■ Problem statement
Only the lines from the one containing "chin. Write the coordinates, one line per instance." through the end of the data below should be copied, each exactly as written and with both ends kept.

[Position annotation records]
[start]
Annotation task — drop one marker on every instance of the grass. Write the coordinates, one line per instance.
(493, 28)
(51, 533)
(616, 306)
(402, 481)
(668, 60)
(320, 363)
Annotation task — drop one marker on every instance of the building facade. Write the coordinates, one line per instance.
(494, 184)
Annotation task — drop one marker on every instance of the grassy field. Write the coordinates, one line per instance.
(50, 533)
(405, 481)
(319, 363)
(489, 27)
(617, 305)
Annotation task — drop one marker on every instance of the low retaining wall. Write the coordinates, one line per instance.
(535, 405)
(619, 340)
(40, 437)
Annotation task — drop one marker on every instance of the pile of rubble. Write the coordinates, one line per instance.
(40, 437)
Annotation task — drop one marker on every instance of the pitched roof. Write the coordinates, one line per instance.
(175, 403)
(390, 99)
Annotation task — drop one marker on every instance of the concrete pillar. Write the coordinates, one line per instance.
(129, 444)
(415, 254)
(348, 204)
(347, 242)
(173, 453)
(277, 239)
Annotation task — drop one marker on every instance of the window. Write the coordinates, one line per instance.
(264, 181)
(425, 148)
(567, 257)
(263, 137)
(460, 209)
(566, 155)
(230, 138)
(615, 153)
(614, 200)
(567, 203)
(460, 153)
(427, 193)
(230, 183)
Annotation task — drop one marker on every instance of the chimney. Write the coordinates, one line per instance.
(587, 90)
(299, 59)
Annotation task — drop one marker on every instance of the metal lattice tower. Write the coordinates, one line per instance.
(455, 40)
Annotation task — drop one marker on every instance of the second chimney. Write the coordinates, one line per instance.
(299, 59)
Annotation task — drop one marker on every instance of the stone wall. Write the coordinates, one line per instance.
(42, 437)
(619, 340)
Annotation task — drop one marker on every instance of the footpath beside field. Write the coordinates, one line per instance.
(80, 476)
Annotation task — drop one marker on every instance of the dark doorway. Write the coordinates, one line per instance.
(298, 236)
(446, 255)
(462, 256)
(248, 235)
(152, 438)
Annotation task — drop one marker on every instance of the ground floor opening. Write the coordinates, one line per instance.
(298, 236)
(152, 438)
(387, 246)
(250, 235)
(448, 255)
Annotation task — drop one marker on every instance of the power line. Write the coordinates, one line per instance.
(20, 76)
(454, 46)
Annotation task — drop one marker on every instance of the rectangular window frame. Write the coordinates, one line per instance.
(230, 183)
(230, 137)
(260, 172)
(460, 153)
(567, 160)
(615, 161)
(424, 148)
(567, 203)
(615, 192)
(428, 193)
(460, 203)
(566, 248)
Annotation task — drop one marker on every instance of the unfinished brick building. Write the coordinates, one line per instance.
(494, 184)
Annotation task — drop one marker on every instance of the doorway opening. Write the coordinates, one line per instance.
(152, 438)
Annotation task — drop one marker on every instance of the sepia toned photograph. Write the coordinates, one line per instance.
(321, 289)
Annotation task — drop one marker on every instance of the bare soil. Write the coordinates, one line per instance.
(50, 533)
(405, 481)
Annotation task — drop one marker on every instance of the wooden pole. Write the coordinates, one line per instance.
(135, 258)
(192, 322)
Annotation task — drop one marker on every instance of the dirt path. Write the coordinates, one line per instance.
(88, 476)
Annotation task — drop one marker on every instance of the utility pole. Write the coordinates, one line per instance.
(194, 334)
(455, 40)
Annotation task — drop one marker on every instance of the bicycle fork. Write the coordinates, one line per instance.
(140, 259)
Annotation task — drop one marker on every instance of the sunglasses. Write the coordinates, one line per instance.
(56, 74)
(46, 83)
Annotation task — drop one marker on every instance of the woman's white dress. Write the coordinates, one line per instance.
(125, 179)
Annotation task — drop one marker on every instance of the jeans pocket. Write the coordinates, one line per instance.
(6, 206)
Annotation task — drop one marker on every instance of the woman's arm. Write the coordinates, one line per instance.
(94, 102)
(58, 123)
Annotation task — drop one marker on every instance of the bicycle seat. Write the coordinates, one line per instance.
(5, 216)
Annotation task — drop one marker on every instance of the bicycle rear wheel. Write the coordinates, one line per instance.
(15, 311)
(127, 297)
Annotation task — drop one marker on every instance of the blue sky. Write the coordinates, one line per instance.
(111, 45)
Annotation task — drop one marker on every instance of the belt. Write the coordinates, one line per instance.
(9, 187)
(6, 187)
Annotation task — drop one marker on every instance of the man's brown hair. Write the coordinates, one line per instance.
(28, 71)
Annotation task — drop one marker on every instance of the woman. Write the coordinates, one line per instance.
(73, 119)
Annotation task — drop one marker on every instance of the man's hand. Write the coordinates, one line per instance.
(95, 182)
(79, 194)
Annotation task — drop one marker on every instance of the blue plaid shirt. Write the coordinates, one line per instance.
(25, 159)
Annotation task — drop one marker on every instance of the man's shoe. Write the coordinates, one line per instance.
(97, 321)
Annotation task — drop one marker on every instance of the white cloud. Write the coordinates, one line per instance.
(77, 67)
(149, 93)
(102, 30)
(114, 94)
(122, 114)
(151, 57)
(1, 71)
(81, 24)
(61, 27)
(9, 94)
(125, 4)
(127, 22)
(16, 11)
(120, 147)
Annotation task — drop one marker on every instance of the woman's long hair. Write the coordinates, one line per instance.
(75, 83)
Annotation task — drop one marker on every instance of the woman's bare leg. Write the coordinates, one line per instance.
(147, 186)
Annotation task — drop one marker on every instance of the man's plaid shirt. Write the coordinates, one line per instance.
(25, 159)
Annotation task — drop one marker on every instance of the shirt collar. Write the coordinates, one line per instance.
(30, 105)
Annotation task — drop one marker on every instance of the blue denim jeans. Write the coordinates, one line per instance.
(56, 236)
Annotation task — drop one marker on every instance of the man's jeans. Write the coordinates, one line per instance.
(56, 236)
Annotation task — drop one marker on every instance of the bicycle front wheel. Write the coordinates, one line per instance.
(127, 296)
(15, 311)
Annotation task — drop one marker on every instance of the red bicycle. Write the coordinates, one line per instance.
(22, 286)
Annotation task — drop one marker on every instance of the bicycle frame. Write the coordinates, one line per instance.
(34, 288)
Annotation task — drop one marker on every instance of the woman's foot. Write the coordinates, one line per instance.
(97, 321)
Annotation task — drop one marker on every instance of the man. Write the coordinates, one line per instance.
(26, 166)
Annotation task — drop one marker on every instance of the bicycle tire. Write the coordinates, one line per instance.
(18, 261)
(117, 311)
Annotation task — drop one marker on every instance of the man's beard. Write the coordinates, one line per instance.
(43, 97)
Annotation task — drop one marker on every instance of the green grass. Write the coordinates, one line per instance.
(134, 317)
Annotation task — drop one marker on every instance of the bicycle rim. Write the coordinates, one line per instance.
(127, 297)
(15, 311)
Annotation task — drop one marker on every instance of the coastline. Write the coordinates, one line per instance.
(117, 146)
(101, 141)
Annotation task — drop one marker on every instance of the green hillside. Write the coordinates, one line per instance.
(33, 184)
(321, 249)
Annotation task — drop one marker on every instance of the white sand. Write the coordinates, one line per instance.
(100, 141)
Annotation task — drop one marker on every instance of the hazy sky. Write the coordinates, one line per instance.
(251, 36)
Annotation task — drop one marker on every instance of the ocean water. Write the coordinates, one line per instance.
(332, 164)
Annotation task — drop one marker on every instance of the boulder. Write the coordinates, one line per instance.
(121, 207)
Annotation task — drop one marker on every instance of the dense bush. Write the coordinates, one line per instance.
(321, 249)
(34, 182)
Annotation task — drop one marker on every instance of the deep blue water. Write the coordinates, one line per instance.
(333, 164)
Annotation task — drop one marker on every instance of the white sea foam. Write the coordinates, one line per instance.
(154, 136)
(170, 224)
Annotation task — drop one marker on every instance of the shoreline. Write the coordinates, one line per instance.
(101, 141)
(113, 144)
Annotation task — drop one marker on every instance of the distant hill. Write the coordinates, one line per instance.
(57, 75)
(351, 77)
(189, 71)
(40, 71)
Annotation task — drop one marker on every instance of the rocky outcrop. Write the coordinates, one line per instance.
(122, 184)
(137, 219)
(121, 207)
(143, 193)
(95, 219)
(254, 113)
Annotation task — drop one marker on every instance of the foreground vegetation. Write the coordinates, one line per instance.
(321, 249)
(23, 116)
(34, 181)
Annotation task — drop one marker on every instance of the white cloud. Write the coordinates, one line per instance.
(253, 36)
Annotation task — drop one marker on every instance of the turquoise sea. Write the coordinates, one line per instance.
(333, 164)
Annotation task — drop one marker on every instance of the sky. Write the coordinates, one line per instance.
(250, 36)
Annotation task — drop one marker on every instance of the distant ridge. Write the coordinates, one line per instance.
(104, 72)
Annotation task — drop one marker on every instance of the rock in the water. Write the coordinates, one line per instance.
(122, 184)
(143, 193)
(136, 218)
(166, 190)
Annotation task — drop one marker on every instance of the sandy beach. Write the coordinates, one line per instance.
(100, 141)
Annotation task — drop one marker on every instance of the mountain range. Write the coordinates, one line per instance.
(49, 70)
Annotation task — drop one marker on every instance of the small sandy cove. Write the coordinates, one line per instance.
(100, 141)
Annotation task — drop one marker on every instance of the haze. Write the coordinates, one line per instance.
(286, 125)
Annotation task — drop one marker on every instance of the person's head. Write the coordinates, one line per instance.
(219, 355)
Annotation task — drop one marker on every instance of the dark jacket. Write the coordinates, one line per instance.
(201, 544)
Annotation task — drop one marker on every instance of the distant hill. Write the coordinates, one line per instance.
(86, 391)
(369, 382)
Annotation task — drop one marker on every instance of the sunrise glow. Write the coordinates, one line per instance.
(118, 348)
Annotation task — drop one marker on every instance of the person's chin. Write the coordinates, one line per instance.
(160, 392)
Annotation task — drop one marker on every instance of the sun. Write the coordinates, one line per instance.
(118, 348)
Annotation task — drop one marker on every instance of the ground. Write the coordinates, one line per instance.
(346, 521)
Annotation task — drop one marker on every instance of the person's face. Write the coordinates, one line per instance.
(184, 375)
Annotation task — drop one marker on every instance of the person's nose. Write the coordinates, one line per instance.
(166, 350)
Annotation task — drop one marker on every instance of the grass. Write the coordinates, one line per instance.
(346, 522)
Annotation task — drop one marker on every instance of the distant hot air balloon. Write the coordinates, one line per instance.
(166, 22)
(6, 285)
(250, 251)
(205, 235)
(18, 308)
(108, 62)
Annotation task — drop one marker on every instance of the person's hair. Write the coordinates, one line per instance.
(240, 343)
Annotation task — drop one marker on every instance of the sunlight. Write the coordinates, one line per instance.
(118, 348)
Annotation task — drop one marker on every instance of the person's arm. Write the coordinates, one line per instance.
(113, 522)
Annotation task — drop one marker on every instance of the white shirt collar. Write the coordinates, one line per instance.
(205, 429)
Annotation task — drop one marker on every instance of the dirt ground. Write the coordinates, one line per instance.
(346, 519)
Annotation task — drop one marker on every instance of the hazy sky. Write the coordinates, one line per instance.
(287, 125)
[end]
■ Exercise solution
Annotation task — drop one marker on every instance of the person's chin. Write the coordinates, one line per instance.
(160, 392)
Annotation task — drop one marker on every instance of the sun. Write the coordinates, one line per instance.
(118, 348)
Annotation task — drop one marker on every instance of the ground. Write the coordinates, one line per instance.
(346, 521)
Annotation task — drop one marker on every instance of the person's face. Write the coordinates, one line per instance.
(184, 375)
Annotation task — drop one marker on every instance of the person's nose. Write the coordinates, one line per instance.
(166, 350)
Annotation task — drop one marker on every instance of the grass. Write the coordinates, one line per instance.
(346, 522)
Annotation task — drop one marker on every instance of the distant hot air balloon. Write the coordinates, one line per instance.
(166, 22)
(6, 285)
(250, 251)
(205, 235)
(18, 308)
(108, 62)
Annotation task — drop one marker on every instance of the person's hair. Write the coordinates, one line per instance.
(240, 343)
Annotation task — drop one marker on every instance of the sunlight. Write the coordinates, one line per instance.
(118, 348)
Annotation task — drop one marker on every instance of the person's arm. Write the coordinates, one line per instance.
(113, 522)
Annotation task — drop one marker on every instance of the white shirt collar. Write the coordinates, one line per instance.
(205, 429)
Annotation task — drop one marker on every instance of the dirt ground. Write the coordinates, one line per instance.
(346, 519)
Annotation task — drop one marker on every instance of the hazy sky. Write the coordinates, one line per instance.
(287, 125)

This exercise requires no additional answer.